* [Exercise details] Swap "pin one point" for "place one point" throughout the records below, leaving all other text unchanged.

=== Source material ===

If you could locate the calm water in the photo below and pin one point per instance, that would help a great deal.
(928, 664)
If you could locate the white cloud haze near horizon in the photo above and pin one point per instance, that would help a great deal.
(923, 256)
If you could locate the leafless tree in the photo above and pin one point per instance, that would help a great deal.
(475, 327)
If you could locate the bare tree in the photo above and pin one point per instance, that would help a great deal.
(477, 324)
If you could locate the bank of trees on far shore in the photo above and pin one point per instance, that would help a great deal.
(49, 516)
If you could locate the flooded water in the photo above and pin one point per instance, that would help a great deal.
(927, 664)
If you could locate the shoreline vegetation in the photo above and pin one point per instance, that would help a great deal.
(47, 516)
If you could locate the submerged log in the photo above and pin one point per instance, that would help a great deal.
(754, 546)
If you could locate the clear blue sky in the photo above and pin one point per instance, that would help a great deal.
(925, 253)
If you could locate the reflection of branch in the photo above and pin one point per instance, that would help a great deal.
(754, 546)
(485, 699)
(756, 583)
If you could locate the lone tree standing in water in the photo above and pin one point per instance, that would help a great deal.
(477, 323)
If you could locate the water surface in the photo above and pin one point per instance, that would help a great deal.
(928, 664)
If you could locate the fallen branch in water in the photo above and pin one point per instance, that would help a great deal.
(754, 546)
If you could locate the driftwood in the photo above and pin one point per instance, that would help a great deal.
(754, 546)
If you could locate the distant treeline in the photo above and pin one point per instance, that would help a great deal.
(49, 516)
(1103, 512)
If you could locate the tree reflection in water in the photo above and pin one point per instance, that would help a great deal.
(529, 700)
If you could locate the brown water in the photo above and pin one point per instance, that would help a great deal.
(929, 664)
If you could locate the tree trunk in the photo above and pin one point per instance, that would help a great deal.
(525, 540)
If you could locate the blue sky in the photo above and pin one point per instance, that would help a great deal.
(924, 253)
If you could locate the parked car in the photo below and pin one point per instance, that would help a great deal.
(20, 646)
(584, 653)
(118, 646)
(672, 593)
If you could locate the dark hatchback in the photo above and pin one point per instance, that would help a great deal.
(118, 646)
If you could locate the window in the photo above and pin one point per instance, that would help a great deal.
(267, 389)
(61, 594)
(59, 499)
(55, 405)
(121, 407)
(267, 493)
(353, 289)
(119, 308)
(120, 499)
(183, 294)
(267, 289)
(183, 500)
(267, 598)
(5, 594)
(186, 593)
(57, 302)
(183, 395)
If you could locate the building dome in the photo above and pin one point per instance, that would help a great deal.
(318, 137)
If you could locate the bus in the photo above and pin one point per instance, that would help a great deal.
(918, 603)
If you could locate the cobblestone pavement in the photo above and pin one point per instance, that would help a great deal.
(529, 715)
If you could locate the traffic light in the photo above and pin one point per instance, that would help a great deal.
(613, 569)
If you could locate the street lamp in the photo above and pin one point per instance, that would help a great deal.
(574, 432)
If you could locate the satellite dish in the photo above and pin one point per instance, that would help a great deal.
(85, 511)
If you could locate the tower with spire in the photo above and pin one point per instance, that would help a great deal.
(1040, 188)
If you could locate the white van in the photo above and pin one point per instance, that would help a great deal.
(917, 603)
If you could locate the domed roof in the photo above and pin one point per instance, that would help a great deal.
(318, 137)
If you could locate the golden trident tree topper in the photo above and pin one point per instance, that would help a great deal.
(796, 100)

===

* [Written reply]
If you could locate the calm water in the photo below and place one point per instance, that would help a great deal.
(928, 664)
If you could locate the white cloud haze near horizon in the photo above and place one point per instance, that would help a great deal.
(923, 256)
If you could locate the leafless tree in the photo above and place one point per instance, that would help a great deal.
(475, 327)
If you could locate the bare tree in the photo above and place one point per instance, that would help a great deal.
(477, 324)
If you could locate the bank of trees on far shore in the photo above and place one point per instance, that would help a great deal.
(49, 516)
If you could locate the flooded water in the photo above and place one point per instance, that would help a great deal.
(927, 664)
If you could locate the shoreline vegetation in the photo above and place one point per instance, that would help a great deal.
(47, 516)
If you could locate the submerged log in the photo above and place one point per instance, that would help a great deal.
(754, 546)
If you could locate the clear blue sky in the photo above and place one point per instance, that would help a great deal.
(925, 253)
If you could locate the reflection of branch in the photo above and place one point per instance, that would help a great deal.
(754, 546)
(485, 699)
(756, 583)
If you could locate the lone tree standing in water in the photo above and place one point per instance, that would help a great deal.
(477, 323)
If you could locate the water surface in the photo above and place one point per instance, that would help a great deal.
(928, 664)
If you could locate the fallen branch in water in the photo above and place one point per instance, that would help a great deal.
(754, 546)
If you could locate the driftwood in the photo above and place one point per instance, that would help a great deal.
(754, 546)
If you could locate the distant treeline in the photo above and place one point per instance, that would help a great deal.
(49, 516)
(1103, 512)
If you could locate the tree reflection in water in the photo above and place one point per instance, that would help a great deal.
(529, 700)
If you could locate the brown water in the photo above and place one point per instance, that would help a great deal.
(929, 664)
If you could locate the tree trunk in the photo above and place one point per instance, that would help a great deal.
(525, 540)
If you could locate the blue sky in the photo above and place one point per instance, that would help a great deal.
(924, 253)
If you could locate the parked car in the photo below and place one point per instance, that would help a great deal.
(20, 646)
(584, 653)
(118, 646)
(672, 593)
If you could locate the dark hatchback in the photo above and place one point per instance, that would help a great deal.
(118, 646)
If you could locate the window in the photo above and place one point per instance, that would help a great deal.
(267, 389)
(61, 594)
(59, 499)
(55, 405)
(121, 407)
(267, 493)
(353, 289)
(119, 308)
(120, 499)
(183, 294)
(267, 289)
(183, 500)
(267, 598)
(5, 594)
(186, 593)
(57, 302)
(183, 395)
If you could locate the building dome in the photo above and place one point per instance, that would help a great deal.
(318, 137)
If you could locate the bus in the photo above and place one point per instance, that would help a great deal.
(918, 603)
If you could locate the cobblestone pavement in the photo above and place one point per instance, that would help a great deal.
(529, 715)
If you could locate the traffic light in the photo above and place one point per instance, that would help a great deal.
(613, 569)
If you could locate the street lamp in the photo above and place one point per instance, that would help a great deal.
(574, 432)
If you could locate the satellite dish in the photo above and place one point per instance, that would help a great deal.
(85, 511)
If you could locate the tower with spire in the photo above and place one point per instance, that would help a great deal.
(1040, 188)
If you could locate the white van in the photo above and place one point per instance, that would help a great deal.
(917, 603)
If you could locate the domed roof in the photo above and place one point per instance, that would help a great deal.
(318, 137)
If you could locate the golden trident tree topper in the photo above and place one point per instance, that would help a great deal.
(796, 100)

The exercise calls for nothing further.